__Exercise objective__. Put each line of the listing below into a numbered list, omitting any blank lines.

(Location labeling records)

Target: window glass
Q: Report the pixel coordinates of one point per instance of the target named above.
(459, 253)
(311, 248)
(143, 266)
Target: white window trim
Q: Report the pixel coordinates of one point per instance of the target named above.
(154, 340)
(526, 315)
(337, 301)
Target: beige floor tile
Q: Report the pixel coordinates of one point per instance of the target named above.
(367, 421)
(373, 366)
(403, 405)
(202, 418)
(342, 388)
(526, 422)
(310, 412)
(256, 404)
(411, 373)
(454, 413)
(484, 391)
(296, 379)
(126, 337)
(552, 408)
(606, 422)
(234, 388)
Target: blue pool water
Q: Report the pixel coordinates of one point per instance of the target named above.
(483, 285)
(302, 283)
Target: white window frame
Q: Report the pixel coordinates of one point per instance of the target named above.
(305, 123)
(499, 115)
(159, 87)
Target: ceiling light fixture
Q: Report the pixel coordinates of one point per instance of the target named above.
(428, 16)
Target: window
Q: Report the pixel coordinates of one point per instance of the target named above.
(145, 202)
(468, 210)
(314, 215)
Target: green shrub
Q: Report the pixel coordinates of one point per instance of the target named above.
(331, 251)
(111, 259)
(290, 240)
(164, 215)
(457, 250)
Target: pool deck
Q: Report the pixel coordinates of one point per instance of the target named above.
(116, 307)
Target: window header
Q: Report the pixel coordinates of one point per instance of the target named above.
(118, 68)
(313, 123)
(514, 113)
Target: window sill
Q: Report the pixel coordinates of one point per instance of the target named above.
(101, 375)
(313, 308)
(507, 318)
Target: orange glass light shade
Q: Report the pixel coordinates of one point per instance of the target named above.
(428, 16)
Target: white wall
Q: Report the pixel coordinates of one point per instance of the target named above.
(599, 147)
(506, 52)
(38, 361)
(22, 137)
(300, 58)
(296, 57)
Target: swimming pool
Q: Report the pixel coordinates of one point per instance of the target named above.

__Solved problem__.
1. Target: window glass
2. Q: Report the pixel coordinates of one point per instance of the target named above.
3. (459, 253)
4. (311, 248)
5. (143, 266)
6. Target: white window trim
7. Q: Report the pixel coordinates of one point per instance of the target named above.
8. (154, 340)
9. (526, 315)
10. (337, 301)
11. Target: beige floor tile
12. Q: Report the pixel coordinates of one point per instance of the target named above.
13. (367, 421)
14. (373, 366)
15. (403, 405)
16. (202, 418)
17. (342, 388)
18. (526, 422)
19. (310, 412)
20. (256, 404)
21. (411, 373)
22. (454, 413)
23. (484, 391)
24. (296, 379)
25. (126, 337)
26. (552, 408)
27. (606, 422)
28. (234, 388)
29. Target: blue pool water
30. Q: Report the pixel coordinates of one point per instance of the target named above.
31. (483, 285)
32. (302, 283)
33. Target: white window frame
34. Q: Report the pixel coordinates of one point per instance of the target named above.
35. (305, 123)
36. (499, 115)
37. (159, 87)
38. Target: ceiling light fixture
39. Q: Report the pixel coordinates of one point per instance of the target named above.
40. (428, 16)
41. Target: window
42. Q: Report the pixel coordinates of one point per instance of the target named above.
43. (145, 202)
44. (468, 210)
45. (314, 215)
46. Target: green shrub
47. Q: Report the pixel coordinates of one point per instance of the target named above.
48. (331, 251)
49. (111, 259)
50. (290, 240)
51. (164, 215)
52. (457, 250)
53. Target: pool deck
54. Q: Report the pixel coordinates of one point per instance of the target named above.
55. (116, 307)
56. Target: window header
57. Q: Report the pixel coordinates of one point per instance of the target named above.
58. (118, 68)
59. (313, 123)
60. (514, 113)
61. Target: window sill
62. Q: Report the pixel coordinates of one point per instance of the target named above.
63. (101, 375)
64. (313, 308)
65. (507, 318)
66. Target: orange glass light shade
67. Q: Report the pixel coordinates of one point per instance of the target named above.
68. (428, 16)
69. Target: white wall
70. Q: Report the pixel coordinates of one point per instance of the target named above.
71. (599, 147)
72. (506, 52)
73. (38, 361)
74. (22, 137)
75. (300, 58)
76. (296, 57)
77. Target: swimming pool
78. Q: Report the pixel coordinates of one point per instance of the target named above.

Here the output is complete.